## PROVIDED INFORMATION
********

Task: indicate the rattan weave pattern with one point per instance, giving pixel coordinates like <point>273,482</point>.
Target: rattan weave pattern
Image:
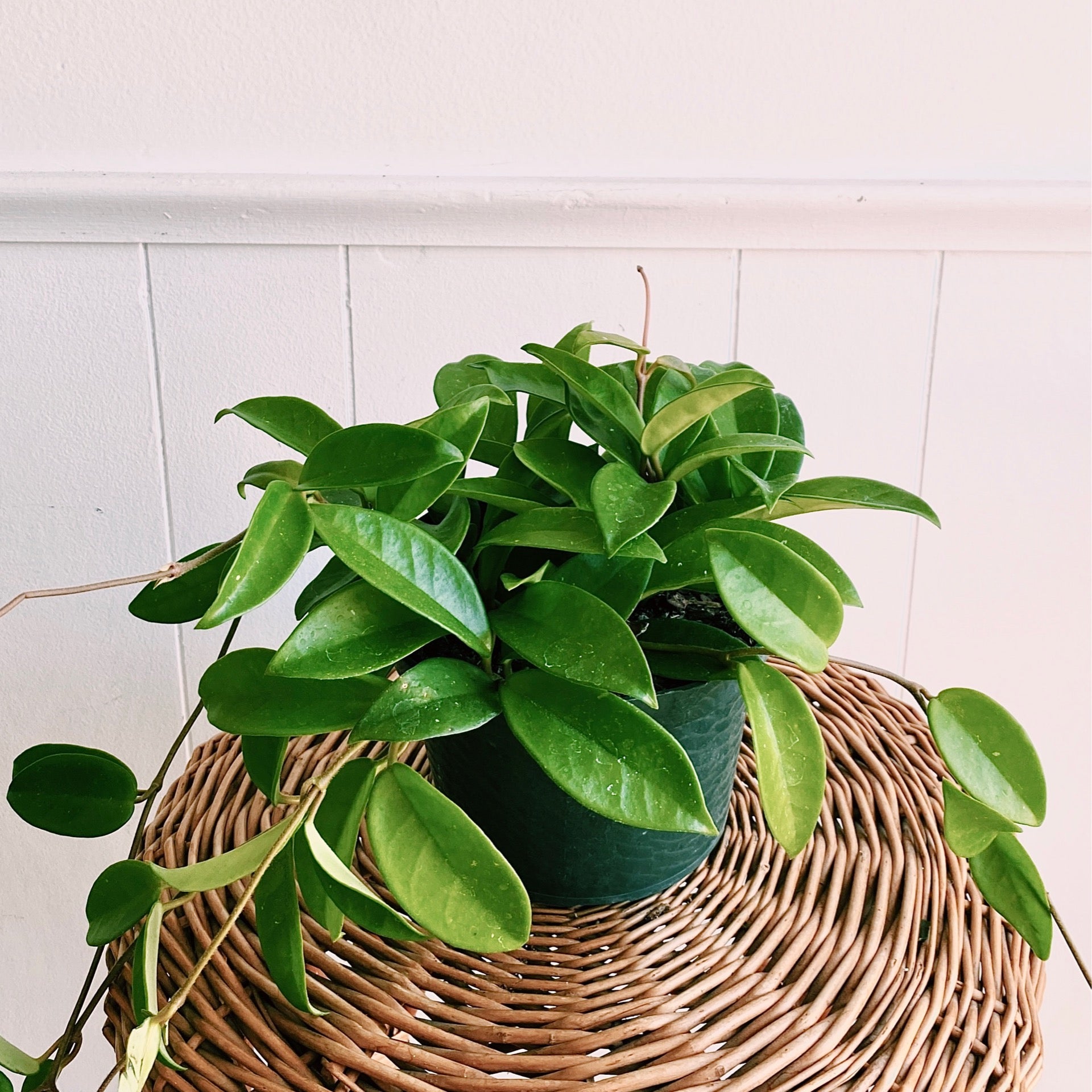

********

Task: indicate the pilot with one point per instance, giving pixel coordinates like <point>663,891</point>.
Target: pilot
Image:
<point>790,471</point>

********

## GIVEN PROBLEM
Present the lines of the listing from the line containing "Task: indicate the pilot" through the line containing "<point>790,471</point>", both included, as a JSON array of strings with one string per line and no blank lines.

## WRITTEN SOLUTION
[
  "Task: indicate the pilot with one point per instance, giving pixel coordinates like <point>663,891</point>.",
  "Target: pilot",
  "Image:",
  "<point>790,471</point>"
]